Quote the album review word for word, everything from "Electric Six’s 2011" down to "then, something happened.".

PAGE EXTRACT ::
┄┄┄┄┄┄┄┄┄┄┄┄┄┄┄┄┄┄┄┄
3 of 3 thought this review was well written
Alcohol in moderation is actually a pretty useful thing. You stop thinking about life’s woes for a moment, all the worries cramping your style are gone and you become a suave beast of a human being, ready to get your move on with people who you may find attractive. Just remember that more happy liquid does not necessarily make you happier – crossing a certain magical point turns you into a slurring mess, and that doesn’t really help you out. That’s how alcohol works in theory, right?
Apparently, I’m a botched human being. Alcohol does not work for me that way, at all. As soon as I enter a state of tipsiness, a time bomb starts counting down to the moment when all the insecurities ethanol is supposed to whisk away explode in my head and promptly turn me into a depressed wreck that’s infinitely more likely to ramble about the futility of life than to actually socialize with the people surrounding him. The incessant musical cue playlist in my head follows suit, and some choice bits from Heartbeats and Brainwaves come up quite often.
Electric Six’s 2011 full length is a confusing effort, to say the least. The band was on an all-time high, with Kill and Zodiac easily the two best records in their back catalogue. Goofing around with their self-imposed form, displaying more musical prowess than you could possibly expect from a short-lived chart sensation, the guys just doing whatever the hell they felt like and rewarding the few who bothered to take a look. A double life of sorts – paying the mortgage by pleasing the drunk asshats who came in to hear “Gay Bar” by day, whipping up improperly good studio albums by night. And then, something happened.
┄┄┄┄┄┄┄┄┄┄┄┄┄┄┄┄┄┄┄┄
DATASET CONTENT ::
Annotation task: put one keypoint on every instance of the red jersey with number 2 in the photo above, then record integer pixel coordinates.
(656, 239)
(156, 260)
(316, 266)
┄┄┄┄┄┄┄┄┄┄┄┄┄┄┄┄┄┄┄┄
ANSWER FOR THIS EXERCISE ::
Electric Six’s 2011 full length is a confusing effort, to say the least. The band was on an all-time high, with Kill and Zodiac easily the two best records in their back catalogue. Goofing around with their self-imposed form, displaying more musical prowess than you could possibly expect from a short-lived chart sensation, the guys just doing whatever the hell they felt like and rewarding the few who bothered to take a look. A double life of sorts – paying the mortgage by pleasing the drunk asshats who came in to hear “Gay Bar” by day, whipping up improperly good studio albums by night. And then, something happened.